Location identification listing
■ ■ ■ ■ ■ ■ ■
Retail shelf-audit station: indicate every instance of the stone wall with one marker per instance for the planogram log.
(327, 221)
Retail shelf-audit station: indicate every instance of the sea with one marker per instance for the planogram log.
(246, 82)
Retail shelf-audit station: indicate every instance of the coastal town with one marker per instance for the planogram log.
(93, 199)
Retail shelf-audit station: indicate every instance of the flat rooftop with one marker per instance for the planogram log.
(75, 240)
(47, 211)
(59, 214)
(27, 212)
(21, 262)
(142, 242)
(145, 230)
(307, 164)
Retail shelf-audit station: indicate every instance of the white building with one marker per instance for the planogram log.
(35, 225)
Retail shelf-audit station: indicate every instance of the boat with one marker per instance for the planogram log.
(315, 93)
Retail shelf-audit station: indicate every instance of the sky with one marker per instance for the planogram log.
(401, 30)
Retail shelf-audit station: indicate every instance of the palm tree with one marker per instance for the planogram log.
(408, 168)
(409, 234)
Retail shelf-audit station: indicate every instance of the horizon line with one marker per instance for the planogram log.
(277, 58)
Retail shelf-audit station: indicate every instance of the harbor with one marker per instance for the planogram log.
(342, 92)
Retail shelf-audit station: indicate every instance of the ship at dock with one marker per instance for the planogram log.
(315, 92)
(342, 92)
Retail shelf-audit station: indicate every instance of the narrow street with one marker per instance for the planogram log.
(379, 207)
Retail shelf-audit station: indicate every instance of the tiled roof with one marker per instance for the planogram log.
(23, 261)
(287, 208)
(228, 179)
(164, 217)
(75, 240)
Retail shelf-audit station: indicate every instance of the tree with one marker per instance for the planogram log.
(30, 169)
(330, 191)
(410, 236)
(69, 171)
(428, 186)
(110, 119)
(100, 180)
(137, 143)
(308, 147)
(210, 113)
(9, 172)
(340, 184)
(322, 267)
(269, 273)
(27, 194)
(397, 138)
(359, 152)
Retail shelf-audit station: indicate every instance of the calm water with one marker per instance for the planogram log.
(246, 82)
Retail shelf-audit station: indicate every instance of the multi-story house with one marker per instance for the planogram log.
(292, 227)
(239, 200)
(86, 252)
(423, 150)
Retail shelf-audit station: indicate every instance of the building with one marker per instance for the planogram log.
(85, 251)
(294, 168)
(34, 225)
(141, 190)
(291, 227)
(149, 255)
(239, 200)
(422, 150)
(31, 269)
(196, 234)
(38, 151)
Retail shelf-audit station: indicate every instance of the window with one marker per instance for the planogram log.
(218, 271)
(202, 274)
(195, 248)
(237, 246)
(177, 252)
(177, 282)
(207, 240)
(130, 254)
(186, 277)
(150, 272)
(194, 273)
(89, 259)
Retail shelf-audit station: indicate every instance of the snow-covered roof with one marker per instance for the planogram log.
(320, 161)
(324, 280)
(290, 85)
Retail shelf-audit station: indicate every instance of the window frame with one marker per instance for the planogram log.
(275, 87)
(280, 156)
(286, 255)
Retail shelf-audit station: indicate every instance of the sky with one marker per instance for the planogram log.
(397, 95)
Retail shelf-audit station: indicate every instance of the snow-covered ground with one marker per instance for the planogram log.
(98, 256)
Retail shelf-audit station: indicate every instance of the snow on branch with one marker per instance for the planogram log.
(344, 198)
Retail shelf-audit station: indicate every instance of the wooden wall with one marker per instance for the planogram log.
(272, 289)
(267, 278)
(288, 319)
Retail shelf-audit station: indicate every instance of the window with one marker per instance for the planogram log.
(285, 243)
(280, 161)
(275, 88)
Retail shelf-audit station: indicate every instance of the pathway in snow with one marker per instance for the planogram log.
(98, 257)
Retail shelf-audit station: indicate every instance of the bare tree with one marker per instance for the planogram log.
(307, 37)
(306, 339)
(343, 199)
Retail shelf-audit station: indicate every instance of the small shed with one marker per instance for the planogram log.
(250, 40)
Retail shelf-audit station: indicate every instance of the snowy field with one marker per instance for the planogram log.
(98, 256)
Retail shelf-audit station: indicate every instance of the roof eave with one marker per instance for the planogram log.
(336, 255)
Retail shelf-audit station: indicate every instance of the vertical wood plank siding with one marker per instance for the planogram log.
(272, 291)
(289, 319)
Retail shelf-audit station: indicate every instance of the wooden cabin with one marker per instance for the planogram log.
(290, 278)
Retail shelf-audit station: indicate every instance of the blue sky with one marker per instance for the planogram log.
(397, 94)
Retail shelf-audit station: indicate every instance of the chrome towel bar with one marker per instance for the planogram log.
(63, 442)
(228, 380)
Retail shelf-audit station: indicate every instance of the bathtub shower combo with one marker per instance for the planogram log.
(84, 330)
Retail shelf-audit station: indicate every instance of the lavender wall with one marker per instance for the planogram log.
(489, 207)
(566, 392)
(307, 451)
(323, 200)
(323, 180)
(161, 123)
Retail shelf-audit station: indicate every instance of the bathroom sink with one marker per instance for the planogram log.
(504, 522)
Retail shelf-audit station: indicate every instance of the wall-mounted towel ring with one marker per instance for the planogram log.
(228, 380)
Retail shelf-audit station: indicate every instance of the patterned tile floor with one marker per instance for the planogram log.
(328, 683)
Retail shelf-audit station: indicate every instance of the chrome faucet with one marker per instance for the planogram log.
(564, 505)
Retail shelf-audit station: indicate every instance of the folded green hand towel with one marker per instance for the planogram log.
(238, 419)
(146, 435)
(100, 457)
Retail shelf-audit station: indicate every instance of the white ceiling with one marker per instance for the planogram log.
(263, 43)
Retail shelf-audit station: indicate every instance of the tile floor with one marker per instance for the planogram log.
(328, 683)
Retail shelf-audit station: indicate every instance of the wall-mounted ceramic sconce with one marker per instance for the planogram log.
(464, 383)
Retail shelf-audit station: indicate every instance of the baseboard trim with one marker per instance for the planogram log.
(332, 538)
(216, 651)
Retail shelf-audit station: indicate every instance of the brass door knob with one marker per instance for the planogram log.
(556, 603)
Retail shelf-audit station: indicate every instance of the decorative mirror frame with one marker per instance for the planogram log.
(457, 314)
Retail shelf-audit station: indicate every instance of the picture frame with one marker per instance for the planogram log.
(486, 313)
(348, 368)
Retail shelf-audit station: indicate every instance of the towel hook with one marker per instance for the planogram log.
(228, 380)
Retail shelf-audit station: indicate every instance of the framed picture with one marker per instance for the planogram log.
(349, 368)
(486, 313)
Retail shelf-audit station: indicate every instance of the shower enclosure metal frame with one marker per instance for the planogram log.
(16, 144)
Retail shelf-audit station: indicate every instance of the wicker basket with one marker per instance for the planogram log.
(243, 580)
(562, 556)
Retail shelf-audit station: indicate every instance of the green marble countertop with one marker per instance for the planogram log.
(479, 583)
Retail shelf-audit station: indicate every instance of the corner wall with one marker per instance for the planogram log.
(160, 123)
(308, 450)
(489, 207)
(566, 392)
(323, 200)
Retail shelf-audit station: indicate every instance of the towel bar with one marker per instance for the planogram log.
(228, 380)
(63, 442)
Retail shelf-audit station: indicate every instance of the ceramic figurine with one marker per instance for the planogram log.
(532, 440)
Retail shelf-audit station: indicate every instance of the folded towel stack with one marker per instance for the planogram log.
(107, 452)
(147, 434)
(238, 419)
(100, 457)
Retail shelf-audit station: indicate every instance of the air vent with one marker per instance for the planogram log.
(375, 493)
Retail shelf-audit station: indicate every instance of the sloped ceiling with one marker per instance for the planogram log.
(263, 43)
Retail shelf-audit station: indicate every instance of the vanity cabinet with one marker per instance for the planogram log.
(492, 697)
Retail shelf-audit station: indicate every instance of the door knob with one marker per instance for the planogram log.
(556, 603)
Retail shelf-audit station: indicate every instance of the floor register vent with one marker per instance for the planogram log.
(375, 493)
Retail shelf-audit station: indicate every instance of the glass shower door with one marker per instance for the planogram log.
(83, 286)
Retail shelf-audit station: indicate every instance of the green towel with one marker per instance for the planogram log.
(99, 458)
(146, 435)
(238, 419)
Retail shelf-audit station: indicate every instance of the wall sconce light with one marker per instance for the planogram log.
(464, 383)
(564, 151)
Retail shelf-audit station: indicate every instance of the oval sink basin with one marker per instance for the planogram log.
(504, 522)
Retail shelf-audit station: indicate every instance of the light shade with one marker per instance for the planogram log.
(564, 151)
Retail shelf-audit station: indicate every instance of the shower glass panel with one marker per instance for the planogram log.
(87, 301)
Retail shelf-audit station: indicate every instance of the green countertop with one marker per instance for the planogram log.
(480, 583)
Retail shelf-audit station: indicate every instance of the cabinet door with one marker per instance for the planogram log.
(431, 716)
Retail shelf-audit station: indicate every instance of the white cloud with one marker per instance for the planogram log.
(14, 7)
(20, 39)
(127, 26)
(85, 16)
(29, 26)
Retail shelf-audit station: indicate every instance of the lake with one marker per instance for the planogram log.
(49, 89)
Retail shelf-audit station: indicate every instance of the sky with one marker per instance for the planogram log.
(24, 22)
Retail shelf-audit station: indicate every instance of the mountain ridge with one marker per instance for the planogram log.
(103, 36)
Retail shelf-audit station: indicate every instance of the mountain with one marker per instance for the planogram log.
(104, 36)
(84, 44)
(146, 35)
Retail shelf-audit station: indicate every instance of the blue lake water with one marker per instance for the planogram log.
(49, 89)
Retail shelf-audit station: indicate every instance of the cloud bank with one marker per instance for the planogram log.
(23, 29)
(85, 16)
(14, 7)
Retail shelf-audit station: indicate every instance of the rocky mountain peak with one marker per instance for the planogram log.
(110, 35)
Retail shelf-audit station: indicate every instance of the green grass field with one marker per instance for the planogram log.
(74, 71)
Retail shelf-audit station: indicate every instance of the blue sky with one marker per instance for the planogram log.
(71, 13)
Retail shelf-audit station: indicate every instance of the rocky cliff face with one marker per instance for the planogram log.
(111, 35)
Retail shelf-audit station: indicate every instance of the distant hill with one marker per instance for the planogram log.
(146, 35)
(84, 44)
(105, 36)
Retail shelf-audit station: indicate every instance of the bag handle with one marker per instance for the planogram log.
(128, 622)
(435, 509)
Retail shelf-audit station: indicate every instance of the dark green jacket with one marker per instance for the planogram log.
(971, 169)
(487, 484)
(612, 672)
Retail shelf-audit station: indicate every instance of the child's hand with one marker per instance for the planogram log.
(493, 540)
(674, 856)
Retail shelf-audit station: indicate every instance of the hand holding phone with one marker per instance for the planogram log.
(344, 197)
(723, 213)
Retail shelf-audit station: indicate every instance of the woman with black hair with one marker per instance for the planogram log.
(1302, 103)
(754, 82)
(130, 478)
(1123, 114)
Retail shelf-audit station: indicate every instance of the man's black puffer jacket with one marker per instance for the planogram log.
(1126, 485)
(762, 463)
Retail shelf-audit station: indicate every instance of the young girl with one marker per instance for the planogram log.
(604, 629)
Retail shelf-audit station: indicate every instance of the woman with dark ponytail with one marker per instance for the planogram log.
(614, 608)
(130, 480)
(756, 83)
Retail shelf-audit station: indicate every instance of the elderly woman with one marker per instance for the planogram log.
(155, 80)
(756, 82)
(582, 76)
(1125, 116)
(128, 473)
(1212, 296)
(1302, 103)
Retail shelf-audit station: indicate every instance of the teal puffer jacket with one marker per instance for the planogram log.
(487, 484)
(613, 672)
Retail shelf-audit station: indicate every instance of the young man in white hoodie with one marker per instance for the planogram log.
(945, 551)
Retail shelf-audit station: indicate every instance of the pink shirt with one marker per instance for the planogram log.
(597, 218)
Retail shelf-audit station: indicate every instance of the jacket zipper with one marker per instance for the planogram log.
■ ■ ■ ■ ■ ■ ■
Reproduce the listing from the line containing "the mountain ridge" through the line containing "(1123, 114)", swapping "planogram log" for "inventory log" and leaving everything else unchanged.

Retail shelf-audit station: indicate every instance of the mountain ridge with one marker per instance for the inventory log.
(103, 36)
Retail shelf-audit station: indicate every instance of the mountain with one marker per instance for the inventory log.
(104, 36)
(84, 44)
(146, 35)
Retail shelf-audit station: indicate every instance of the blue lake water with one marker per instance for the inventory log.
(49, 89)
Retail shelf-audit station: indicate every instance of the cloud bank with one marker per instance for the inventory log.
(23, 29)
(85, 16)
(14, 7)
Retail shelf-audit station: indicate every instance of the rocky mountain peak with one marker per instance for the inventory log.
(110, 35)
Retail shelf-audit station: indicate every instance of the green grass field with one marker per instance for the inventory log.
(74, 71)
Retail shelf-audit station: indicate every instance of the blue sky with one marker per instance for the inventory log.
(71, 13)
Retail shelf-audit station: indicate every instance of the rocky cliff face with one marker per instance for the inventory log.
(111, 35)
Retail shelf-audit station: indicate every instance of the distant hill with one marker per instance for the inventory log.
(146, 35)
(84, 44)
(105, 36)
Retail shelf-audit station: indicate every instance of the bag handle with one marker per instance for the inventory log.
(128, 622)
(435, 509)
Retail shelf-audit station: indicate every instance of the dark green jacket with one marker per instance for the inventory log.
(971, 169)
(487, 484)
(612, 672)
Retail shelf-audit station: indicate every instance of the child's hand with one marker per instance for the inventory log.
(493, 540)
(674, 856)
Retail shelf-audit station: indicate every instance of the hand holding phone with one marker per instance for the inventory log.
(344, 197)
(723, 213)
Retail shelf-audit station: indicate every instance of the woman with black hair with one marker per instance for the inventory log.
(1302, 103)
(754, 82)
(130, 478)
(1123, 114)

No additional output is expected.